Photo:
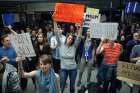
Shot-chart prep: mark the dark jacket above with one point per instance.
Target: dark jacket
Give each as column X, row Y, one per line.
column 11, row 81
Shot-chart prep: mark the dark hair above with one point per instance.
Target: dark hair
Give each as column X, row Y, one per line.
column 46, row 59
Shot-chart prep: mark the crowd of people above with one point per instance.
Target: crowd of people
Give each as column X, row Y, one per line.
column 60, row 52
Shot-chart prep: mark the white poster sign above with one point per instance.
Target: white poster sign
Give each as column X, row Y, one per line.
column 22, row 45
column 104, row 30
column 91, row 14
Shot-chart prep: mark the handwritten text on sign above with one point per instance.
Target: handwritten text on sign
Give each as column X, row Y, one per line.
column 129, row 72
column 104, row 30
column 91, row 14
column 23, row 45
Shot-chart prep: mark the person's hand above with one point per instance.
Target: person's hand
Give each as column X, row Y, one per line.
column 5, row 59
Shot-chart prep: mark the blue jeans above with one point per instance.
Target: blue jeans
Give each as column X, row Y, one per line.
column 72, row 76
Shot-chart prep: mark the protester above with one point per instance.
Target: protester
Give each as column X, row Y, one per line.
column 68, row 63
column 46, row 80
column 7, row 52
column 88, row 56
column 107, row 72
column 56, row 40
column 9, row 79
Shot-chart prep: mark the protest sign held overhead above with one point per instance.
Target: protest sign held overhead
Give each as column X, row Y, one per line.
column 128, row 72
column 22, row 45
column 72, row 13
column 104, row 30
column 91, row 14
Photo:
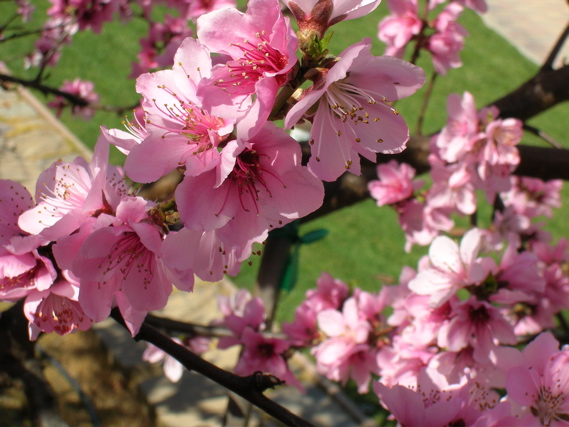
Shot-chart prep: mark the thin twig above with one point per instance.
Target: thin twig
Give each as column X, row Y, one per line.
column 250, row 388
column 546, row 137
column 175, row 326
column 425, row 103
column 548, row 64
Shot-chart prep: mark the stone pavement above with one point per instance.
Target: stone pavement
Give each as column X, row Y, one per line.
column 31, row 138
column 532, row 26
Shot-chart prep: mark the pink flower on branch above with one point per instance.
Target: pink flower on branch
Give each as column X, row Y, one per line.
column 397, row 29
column 22, row 268
column 121, row 264
column 395, row 183
column 69, row 193
column 179, row 132
column 353, row 116
column 452, row 268
column 540, row 383
column 56, row 310
column 262, row 47
column 259, row 185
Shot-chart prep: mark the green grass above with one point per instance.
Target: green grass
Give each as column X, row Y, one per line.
column 365, row 244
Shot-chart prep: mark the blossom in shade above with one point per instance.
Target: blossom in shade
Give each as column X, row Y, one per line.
column 68, row 193
column 397, row 29
column 346, row 352
column 55, row 310
column 22, row 268
column 462, row 126
column 435, row 402
column 261, row 354
column 452, row 267
column 477, row 324
column 122, row 263
column 446, row 44
column 353, row 116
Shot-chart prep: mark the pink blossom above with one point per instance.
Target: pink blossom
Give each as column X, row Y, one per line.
column 55, row 310
column 262, row 47
column 303, row 330
column 462, row 126
column 85, row 91
column 435, row 402
column 401, row 362
column 202, row 253
column 69, row 193
column 346, row 353
column 22, row 268
column 541, row 382
column 135, row 133
column 477, row 324
column 123, row 261
column 395, row 183
column 265, row 355
column 178, row 131
column 533, row 197
column 446, row 44
column 352, row 116
column 259, row 185
column 397, row 29
column 242, row 311
column 420, row 223
column 452, row 267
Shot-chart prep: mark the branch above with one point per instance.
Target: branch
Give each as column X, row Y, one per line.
column 17, row 359
column 542, row 92
column 250, row 388
column 193, row 329
column 73, row 99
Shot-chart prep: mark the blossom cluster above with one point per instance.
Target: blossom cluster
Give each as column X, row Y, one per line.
column 475, row 151
column 443, row 337
column 438, row 346
column 442, row 37
column 89, row 243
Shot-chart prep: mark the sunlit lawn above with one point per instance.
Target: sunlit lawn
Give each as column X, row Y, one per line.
column 364, row 245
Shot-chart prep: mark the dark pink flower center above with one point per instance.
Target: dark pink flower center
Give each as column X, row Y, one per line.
column 129, row 253
column 258, row 61
column 61, row 312
column 190, row 121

|---|

**Task directions**
Where the string "white" occurs in a line of the material above, copy the whole line.

**Answer box**
Shot-chart prep: mark the white poster sign above with one point per instance.
Target: white poster sign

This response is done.